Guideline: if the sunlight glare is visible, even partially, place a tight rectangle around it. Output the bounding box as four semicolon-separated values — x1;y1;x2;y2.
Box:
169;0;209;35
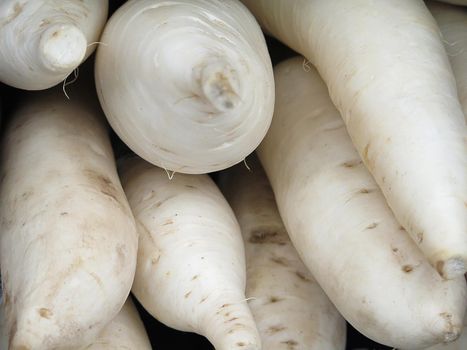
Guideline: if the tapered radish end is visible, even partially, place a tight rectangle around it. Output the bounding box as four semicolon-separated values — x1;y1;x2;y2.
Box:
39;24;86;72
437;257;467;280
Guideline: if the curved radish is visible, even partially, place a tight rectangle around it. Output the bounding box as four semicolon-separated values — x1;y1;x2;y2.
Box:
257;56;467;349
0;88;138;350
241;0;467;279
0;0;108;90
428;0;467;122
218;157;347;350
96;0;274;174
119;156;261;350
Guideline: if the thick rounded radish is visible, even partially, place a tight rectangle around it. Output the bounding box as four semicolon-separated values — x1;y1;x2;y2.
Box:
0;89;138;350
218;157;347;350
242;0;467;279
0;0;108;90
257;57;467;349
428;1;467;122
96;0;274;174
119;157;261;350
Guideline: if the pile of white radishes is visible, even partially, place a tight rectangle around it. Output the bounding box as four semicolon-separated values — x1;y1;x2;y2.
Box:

-=-=-=-=-

> **Assignment**: Set down all of the material above exactly as written, leaving the pictures out.

> **Completed task**:
Guideline: if the sunlight glare is visible, even partially, place a tight rectangle around it. Output the bounding box as four semicolon-separated values — x1;y1;x2;y2.
Box:
169;0;209;35
Guideline: if the tapered radish end is visible, even partially, place a tight rectangle around it. Output the bounding box as four semicolon-separated values — x1;y1;x2;y2.
Box:
39;24;86;72
437;257;467;280
Guideline: if the curved radish is visible, even partially, place a tight rectangle around it. Output the bounding box as four semicolon-separated values — x1;y1;x2;y2.
Box:
257;56;467;349
0;88;138;350
241;0;467;279
0;0;108;90
428;0;467;122
218;157;347;350
96;0;274;174
119;156;261;350
Guideline: if the thick rounded radish is visible, even partially, place a tight rectangle around it. Output the bounding box as four semicolon-separated values — x1;y1;x2;y2.
Box:
0;89;138;350
218;157;347;350
242;0;467;279
0;0;108;90
257;57;467;349
428;1;467;122
96;0;274;174
119;157;261;350
Guideline: if the pile of white radishes is visible, even partially, place a tight rectangle around it. Output the bounding box as four semicolon-separated values — x1;y1;x2;y2.
Box:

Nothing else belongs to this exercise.